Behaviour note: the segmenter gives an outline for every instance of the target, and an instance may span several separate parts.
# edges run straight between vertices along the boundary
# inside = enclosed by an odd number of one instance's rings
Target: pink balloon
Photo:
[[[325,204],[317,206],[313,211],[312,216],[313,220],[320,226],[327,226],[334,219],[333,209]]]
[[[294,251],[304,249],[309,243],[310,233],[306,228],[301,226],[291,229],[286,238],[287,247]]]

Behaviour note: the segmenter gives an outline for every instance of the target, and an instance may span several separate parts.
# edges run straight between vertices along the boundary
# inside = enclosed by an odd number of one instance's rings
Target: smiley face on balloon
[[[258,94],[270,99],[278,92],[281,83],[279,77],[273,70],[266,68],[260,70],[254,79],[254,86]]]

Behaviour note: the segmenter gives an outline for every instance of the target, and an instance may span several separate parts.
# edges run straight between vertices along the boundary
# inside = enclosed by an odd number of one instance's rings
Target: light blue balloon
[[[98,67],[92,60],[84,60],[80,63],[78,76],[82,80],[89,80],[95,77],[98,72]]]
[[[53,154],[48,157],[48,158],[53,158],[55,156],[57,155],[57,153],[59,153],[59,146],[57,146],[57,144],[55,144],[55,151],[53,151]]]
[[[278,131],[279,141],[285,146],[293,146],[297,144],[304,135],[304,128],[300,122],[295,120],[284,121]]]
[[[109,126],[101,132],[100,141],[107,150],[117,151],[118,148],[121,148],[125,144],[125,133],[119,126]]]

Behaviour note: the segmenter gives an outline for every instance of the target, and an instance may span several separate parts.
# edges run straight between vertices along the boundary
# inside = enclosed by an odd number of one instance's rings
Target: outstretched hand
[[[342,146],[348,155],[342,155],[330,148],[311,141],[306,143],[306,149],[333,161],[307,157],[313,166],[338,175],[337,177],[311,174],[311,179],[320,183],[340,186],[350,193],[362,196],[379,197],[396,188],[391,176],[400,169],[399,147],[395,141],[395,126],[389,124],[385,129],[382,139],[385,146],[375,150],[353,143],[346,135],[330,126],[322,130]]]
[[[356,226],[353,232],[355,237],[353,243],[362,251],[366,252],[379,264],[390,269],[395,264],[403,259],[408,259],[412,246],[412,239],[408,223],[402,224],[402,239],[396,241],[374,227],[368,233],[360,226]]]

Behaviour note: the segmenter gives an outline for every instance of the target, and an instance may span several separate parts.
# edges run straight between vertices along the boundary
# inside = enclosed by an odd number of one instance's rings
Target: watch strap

══════

Pull out each line of the rows above that contains the string "balloon". Matches are case-sensitive.

Target: pink balloon
Target: smiley face on balloon
Target: light blue balloon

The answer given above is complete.